Given information =>
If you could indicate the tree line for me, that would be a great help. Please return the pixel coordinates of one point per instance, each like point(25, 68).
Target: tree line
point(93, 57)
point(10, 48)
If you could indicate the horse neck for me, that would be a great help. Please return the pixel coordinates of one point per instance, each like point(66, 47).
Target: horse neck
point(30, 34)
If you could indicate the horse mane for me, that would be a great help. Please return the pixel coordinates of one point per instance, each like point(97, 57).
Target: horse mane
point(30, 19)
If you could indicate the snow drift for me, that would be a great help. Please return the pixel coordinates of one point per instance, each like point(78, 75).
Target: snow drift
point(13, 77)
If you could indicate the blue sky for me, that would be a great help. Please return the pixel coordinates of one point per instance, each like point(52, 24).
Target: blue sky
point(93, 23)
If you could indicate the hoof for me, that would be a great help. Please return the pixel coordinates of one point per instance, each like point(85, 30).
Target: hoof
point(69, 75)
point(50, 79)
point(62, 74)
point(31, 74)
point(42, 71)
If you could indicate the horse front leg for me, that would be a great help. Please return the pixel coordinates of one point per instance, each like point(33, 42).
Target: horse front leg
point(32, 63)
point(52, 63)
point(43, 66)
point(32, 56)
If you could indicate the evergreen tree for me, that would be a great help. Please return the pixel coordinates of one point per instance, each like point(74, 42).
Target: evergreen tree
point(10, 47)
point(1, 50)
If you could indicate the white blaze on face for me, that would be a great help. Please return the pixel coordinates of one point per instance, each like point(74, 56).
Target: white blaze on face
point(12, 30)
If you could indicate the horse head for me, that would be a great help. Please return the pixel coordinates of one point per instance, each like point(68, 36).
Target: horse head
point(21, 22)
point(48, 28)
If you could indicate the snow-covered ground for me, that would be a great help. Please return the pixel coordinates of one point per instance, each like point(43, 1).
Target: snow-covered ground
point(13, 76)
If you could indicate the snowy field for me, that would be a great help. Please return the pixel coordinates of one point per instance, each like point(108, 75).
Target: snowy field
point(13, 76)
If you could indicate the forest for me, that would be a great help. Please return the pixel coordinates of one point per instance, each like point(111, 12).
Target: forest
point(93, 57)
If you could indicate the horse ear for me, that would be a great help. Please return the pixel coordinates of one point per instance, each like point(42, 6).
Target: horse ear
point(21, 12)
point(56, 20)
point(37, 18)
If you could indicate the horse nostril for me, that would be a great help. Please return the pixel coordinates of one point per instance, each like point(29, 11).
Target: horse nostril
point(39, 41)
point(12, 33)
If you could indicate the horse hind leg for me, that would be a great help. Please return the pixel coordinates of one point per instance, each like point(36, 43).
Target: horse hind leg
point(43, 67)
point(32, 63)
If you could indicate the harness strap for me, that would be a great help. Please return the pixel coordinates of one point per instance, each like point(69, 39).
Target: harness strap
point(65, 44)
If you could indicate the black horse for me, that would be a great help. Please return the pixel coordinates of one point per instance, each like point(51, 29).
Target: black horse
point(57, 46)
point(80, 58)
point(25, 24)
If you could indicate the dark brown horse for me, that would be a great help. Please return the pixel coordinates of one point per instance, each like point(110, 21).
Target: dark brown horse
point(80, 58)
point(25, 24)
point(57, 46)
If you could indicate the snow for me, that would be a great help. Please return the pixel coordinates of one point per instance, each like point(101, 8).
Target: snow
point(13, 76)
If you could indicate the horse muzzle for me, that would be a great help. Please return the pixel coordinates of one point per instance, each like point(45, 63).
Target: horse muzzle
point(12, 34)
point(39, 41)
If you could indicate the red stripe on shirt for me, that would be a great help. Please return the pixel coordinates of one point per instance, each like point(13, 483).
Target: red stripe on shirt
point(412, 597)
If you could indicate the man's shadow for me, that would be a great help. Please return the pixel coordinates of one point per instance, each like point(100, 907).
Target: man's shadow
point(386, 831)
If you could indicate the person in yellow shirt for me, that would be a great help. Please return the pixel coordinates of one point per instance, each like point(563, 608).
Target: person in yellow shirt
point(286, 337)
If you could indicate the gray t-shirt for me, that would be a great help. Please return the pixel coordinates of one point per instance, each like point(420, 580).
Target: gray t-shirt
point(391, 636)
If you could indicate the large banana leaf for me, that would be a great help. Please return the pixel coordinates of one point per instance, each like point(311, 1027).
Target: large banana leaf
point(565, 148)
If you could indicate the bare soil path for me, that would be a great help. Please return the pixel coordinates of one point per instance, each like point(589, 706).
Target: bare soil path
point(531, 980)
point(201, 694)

Task to carry out => Copy the items from the line containing "If you could indicate the snow for" through the last item, switching every "horse muzzle" to "horse nose" and keeping everything else the same.

Solution to this problem =>
If you could indicate the snow for me, that would be a great help. Please return the pixel coordinates of one point per instance, each like point(101, 8).
Target: snow
point(13, 76)
If you could indicate the horse nose for me, that would be a great help. Please return the pixel coordinates of one point per instance, each like point(45, 63).
Target: horse nose
point(12, 34)
point(39, 41)
If you could indicate the red stripe on shirt for me, that would be a great help. Please return the pixel coordinates of one point per instance, each like point(13, 483).
Target: red stripe on shirt
point(412, 597)
If you could indicate the man's shadow for me, that would be a great help. Please return the pixel coordinates of one point per instance, each like point(100, 907).
Target: man's shadow
point(386, 831)
If you could indicate the person in yellow shirt for me, that would be a great help. Please return the pixel coordinates of one point per instance, each like point(563, 608).
Target: person in yellow shirt
point(286, 337)
If you could indicate the gray t-shirt for me, that would be a great help. Please return the pixel coordinates of one point per instance, each like point(420, 580).
Target: gray t-shirt
point(391, 636)
If you could indicate the large banana leaf for me, that would be a great help. Please return the pixel coordinates of one point per instance, each like point(311, 1027).
Target: large banana leaf
point(565, 148)
If you could indicate the bare soil path for me, that would be a great help. Please return the pixel coordinates of one point per instance, each like point(589, 706).
Target: bare soil path
point(531, 980)
point(201, 694)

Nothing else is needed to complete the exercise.